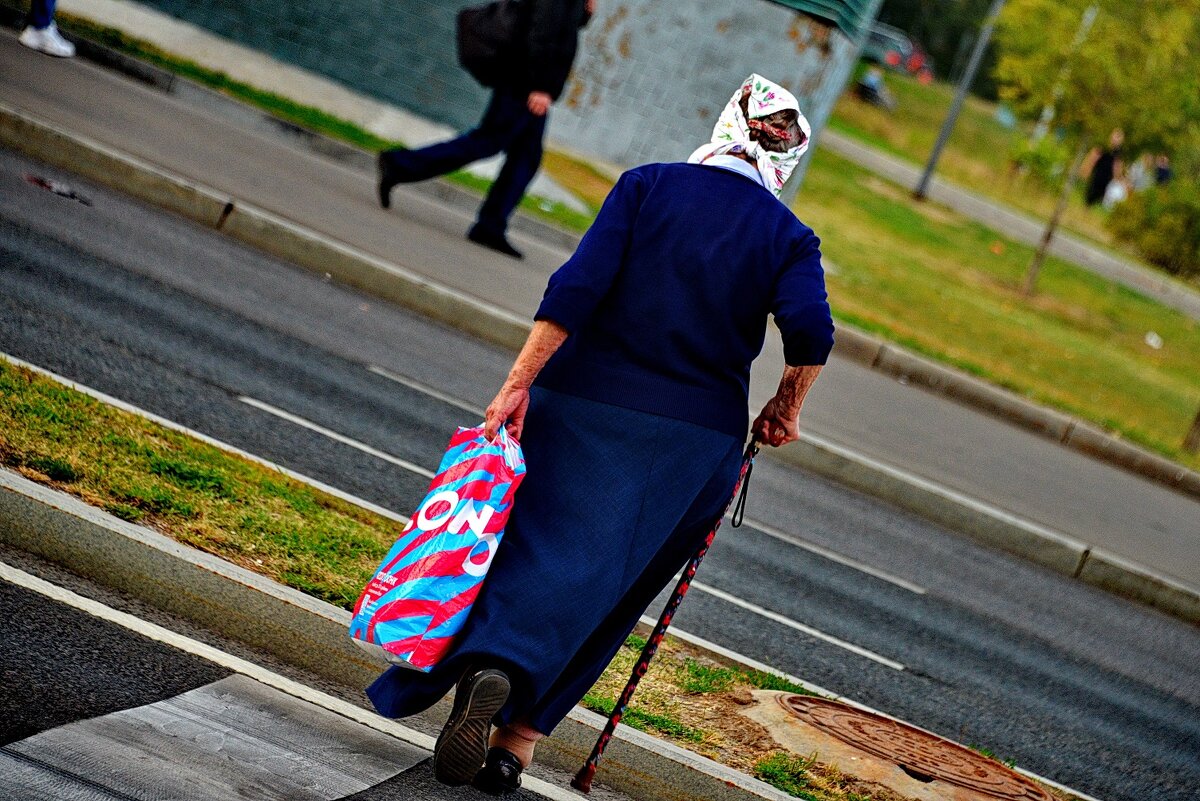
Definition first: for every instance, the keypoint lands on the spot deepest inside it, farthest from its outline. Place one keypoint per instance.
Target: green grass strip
(201, 495)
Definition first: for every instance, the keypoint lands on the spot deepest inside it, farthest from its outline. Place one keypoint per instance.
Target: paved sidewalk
(928, 435)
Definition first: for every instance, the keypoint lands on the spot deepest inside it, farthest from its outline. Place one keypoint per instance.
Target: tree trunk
(1031, 277)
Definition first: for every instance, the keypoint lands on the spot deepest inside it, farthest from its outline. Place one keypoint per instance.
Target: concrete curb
(311, 634)
(991, 527)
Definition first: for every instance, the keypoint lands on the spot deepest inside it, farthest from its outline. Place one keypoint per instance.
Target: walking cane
(582, 780)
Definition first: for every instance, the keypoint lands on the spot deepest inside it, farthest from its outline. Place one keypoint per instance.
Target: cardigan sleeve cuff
(809, 345)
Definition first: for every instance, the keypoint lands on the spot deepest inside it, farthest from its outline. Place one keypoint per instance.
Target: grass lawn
(947, 287)
(977, 155)
(201, 495)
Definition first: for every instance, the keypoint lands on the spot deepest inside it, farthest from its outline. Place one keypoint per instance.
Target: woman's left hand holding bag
(508, 409)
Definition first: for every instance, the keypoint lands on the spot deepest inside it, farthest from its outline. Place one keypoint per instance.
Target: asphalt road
(1073, 684)
(927, 434)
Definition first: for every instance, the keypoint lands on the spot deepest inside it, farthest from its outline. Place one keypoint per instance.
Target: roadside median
(407, 288)
(249, 552)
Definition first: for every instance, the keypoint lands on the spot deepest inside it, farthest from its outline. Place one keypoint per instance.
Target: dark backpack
(490, 41)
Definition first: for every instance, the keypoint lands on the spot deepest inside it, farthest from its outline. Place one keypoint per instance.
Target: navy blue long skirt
(613, 504)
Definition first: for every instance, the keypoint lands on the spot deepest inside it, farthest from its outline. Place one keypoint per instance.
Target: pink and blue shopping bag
(421, 594)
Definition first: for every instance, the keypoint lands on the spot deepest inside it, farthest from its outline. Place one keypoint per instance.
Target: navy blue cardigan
(667, 296)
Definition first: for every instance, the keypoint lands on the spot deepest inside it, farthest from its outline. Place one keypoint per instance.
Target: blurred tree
(947, 30)
(1138, 70)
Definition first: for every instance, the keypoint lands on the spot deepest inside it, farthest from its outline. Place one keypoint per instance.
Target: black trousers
(507, 126)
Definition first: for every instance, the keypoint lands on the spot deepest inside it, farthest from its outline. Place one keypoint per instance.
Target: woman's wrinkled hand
(539, 103)
(775, 425)
(508, 409)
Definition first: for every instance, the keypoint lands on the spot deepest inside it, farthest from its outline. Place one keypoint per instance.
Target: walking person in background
(514, 122)
(630, 401)
(42, 34)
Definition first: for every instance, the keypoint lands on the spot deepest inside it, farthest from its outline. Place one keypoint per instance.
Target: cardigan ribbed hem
(641, 391)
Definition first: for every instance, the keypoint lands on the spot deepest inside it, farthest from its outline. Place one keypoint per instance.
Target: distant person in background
(514, 122)
(1162, 169)
(1141, 173)
(1103, 164)
(42, 34)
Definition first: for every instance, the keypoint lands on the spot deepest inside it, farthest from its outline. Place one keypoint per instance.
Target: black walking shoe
(495, 241)
(462, 745)
(387, 180)
(501, 772)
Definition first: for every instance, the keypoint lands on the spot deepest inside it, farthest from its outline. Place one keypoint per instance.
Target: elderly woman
(630, 398)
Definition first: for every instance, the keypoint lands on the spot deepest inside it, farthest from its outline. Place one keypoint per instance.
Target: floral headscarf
(732, 131)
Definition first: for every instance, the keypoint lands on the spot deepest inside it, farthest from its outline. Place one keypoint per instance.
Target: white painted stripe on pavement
(413, 384)
(258, 673)
(783, 536)
(946, 492)
(791, 624)
(204, 438)
(334, 435)
(741, 658)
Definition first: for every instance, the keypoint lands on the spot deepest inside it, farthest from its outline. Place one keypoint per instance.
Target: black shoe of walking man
(462, 746)
(501, 774)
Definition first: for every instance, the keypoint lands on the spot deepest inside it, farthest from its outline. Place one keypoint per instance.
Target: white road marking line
(204, 438)
(783, 536)
(791, 624)
(258, 673)
(334, 435)
(741, 658)
(413, 384)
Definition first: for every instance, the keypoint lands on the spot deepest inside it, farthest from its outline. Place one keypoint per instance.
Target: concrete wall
(648, 83)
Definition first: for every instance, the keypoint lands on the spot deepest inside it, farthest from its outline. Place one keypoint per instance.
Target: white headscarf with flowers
(732, 131)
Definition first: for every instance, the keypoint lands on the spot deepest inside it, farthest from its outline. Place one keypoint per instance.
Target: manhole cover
(923, 756)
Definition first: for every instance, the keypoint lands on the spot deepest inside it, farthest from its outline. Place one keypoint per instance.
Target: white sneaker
(48, 40)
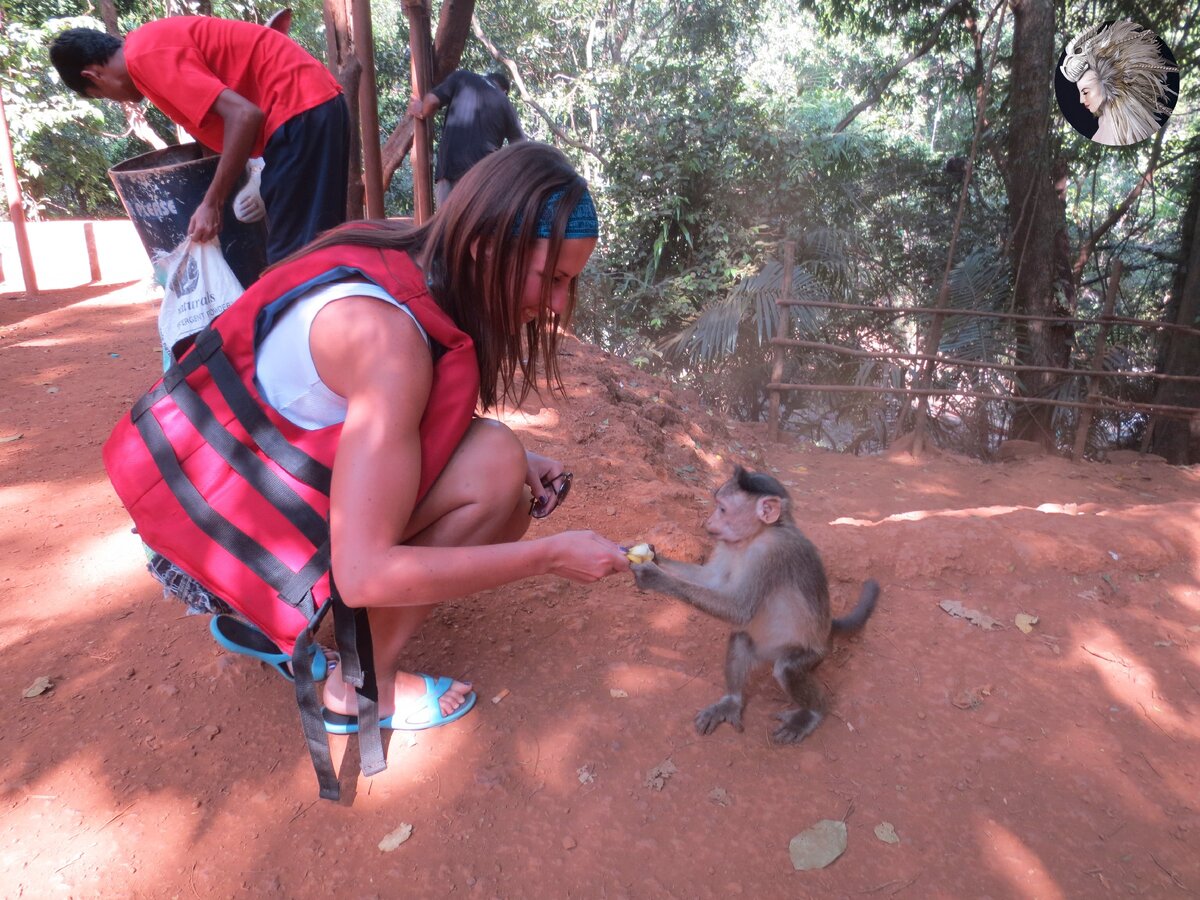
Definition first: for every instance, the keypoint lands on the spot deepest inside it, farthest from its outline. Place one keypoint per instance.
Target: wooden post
(781, 331)
(345, 65)
(1102, 340)
(420, 45)
(923, 382)
(16, 208)
(369, 108)
(89, 241)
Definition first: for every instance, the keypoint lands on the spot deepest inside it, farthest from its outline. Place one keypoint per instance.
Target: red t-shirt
(181, 64)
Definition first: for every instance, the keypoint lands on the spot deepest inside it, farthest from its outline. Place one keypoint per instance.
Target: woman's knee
(491, 449)
(478, 490)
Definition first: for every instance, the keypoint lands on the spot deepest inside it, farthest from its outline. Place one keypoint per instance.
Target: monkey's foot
(798, 724)
(726, 709)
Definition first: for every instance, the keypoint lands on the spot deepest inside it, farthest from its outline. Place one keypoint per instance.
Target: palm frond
(979, 282)
(713, 333)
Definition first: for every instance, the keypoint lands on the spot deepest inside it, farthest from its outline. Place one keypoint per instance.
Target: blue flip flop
(239, 636)
(429, 715)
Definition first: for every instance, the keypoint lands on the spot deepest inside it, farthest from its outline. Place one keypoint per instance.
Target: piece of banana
(640, 553)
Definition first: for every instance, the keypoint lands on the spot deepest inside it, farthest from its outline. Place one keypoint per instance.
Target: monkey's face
(735, 517)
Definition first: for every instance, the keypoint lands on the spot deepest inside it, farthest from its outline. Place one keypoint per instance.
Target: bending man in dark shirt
(479, 119)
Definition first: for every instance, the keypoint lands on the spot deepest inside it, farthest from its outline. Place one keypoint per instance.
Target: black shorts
(305, 177)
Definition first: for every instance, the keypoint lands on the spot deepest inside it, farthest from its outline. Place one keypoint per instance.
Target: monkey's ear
(769, 509)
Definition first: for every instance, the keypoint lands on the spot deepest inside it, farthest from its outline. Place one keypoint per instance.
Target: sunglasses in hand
(561, 486)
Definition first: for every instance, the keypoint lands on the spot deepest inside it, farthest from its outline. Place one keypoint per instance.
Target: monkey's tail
(862, 612)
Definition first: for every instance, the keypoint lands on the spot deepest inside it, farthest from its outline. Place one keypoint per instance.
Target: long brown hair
(475, 257)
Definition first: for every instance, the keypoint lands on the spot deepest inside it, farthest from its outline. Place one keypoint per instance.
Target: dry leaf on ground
(975, 617)
(817, 846)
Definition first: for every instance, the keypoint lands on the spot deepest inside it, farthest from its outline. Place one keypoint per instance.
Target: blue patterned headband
(582, 223)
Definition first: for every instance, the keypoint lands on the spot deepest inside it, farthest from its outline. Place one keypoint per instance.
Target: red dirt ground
(1059, 763)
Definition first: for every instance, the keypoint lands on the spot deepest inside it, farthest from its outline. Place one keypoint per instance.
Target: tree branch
(1089, 246)
(892, 75)
(525, 93)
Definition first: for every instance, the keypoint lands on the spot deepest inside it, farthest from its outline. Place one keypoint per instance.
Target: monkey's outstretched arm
(701, 586)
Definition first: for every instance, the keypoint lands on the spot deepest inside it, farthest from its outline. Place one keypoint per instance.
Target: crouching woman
(319, 439)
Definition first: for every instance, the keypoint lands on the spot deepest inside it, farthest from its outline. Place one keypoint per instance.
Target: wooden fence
(1096, 400)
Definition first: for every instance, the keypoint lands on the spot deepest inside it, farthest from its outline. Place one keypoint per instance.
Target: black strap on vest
(351, 627)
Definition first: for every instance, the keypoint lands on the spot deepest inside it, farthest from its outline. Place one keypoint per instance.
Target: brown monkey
(766, 579)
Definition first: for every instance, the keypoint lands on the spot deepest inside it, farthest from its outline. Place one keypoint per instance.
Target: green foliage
(64, 144)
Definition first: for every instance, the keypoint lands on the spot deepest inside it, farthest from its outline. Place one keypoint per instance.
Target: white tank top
(287, 376)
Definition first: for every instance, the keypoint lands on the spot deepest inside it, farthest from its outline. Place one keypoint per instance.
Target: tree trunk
(1177, 439)
(454, 27)
(348, 72)
(1036, 214)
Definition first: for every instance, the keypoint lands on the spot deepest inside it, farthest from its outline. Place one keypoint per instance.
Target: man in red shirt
(241, 90)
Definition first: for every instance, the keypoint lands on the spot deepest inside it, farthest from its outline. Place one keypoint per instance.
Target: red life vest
(232, 492)
(238, 497)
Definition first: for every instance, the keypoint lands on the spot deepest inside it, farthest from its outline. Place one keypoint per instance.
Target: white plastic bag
(198, 286)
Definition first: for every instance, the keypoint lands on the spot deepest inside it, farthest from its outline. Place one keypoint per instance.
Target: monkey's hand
(640, 553)
(648, 576)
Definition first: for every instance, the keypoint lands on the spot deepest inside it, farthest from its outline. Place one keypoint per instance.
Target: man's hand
(205, 223)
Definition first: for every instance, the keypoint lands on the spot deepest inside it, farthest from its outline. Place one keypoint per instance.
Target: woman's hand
(541, 472)
(585, 556)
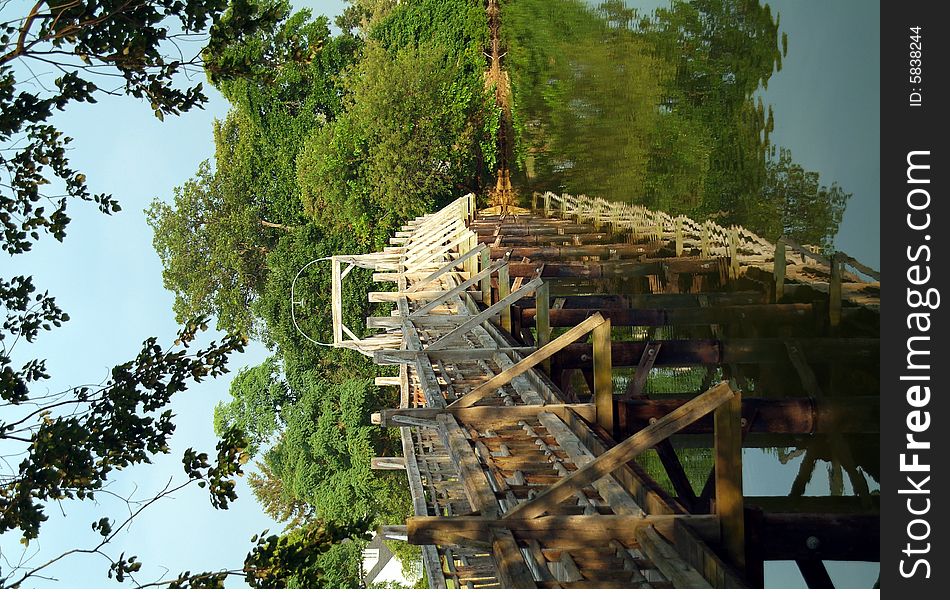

....

**Goal of the exercise**. Collect every line of the listing that contains the word "wooden".

**Written solution**.
Target: wooden post
Target: wooden fence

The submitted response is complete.